*** PASSAGE ***

Right now, open design pioneers tend to follow one of two economic models. The first is not to worry about selling much hardware but instead to sell your expertise as the inventor. If anyone can manufacture a device, then the most efficient manufacturer will do so at the best price. Fine, let them. It'll ensure your contraption is widely distributed. Because you're the inventor, though, the community of users will inevitably congregate around you, much as Torvalds was the hub for Linux. You will always be the first to hear about cool improvements or innovative uses for your device. That knowledge becomes your most valuable asset, which you can sell to anyone.
This is precisely how the Arduino team works. It makes little off the sale of each board—only a few dollars of the $35 price, which gets rolled into the next production cycle. But the serious income comes from clients who want to build devices based on the board and who hire the founders as consultants.
"Basically, what we have is the brand," says Tom Igoe, an associate professor at the Interactive Telecommunications Program at New York University, who joined Arduino in 2005. "And brand matters."
What's more, the growing Arduino community performs free labor for the consultants. Clients of Banzi's design firm often want him to create Arduino-powered products. For example, one client wanted to control LED arrays. Poking around online, Banzi found that someone in France had already published Arduino code that did the job. Banzi took the code and was done.

*** EXERCISE INPUTS ***

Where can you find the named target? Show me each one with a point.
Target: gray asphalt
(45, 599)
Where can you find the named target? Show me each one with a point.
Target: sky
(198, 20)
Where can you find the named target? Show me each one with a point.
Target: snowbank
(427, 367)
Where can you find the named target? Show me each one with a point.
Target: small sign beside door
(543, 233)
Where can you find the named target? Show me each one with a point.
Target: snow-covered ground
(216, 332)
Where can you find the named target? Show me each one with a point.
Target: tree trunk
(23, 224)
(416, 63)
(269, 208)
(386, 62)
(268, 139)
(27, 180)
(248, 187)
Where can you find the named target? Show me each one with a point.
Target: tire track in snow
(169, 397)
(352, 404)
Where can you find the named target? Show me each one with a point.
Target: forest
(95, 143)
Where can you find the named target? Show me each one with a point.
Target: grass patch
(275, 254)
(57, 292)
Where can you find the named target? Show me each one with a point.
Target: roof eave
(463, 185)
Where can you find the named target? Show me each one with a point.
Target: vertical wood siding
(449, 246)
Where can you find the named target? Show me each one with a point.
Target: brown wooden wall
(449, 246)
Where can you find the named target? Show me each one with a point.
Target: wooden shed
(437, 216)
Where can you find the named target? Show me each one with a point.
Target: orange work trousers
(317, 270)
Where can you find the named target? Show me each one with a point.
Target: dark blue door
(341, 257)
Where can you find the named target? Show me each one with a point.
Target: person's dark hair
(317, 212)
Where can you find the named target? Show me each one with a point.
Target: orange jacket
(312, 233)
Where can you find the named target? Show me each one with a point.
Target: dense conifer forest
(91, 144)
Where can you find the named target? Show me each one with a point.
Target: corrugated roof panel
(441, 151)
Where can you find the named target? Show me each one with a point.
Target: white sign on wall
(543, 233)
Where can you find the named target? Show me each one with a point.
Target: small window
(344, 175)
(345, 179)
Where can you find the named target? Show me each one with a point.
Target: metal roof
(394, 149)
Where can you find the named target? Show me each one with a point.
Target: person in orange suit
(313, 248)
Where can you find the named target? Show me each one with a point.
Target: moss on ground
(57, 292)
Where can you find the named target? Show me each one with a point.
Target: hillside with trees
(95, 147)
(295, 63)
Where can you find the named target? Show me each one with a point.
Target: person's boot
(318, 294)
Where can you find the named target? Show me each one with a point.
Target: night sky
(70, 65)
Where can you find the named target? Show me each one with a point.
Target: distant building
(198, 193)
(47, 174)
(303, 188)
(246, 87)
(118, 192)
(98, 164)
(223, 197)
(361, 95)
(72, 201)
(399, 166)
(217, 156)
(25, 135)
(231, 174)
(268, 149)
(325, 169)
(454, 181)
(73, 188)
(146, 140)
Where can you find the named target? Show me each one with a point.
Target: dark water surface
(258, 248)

***

▸ WORK INSTRUCTIONS
1. How many lines of the records contain the string "wall", matching case exactly? Reply with only the number.
2. Carry on the passage about open design business models, picking up right after its final sentence.
The passage on open hardware and the records were drawn from unrelated sources.

▸ RESPONSES TO THE TASKS
1. 2

2.
Then there's the second model for making money off open source hardware: Sell your device but try to keep ahead of the competition. This isn't as hard as it seems. Last year, Arduino noticed that copycat versions of its board made in China and Taiwan were being sold online. Yet sales through the main Arduino store were still increasing dramatically. Why?

Partly because many Asian knockoffs were poor quality, rife with soldering errors and flimsy pin connections. The competition created a larger market but also ensured that the original makers stayed a generation ahead of the cheap imitations. Merely having the specs for a product doesn't mean a copycat will make a quality item. That takes skill, and the Arduino team understood its device better than just about anyone else. "So the copycats can actually turn out to be good for our business," Igoe says.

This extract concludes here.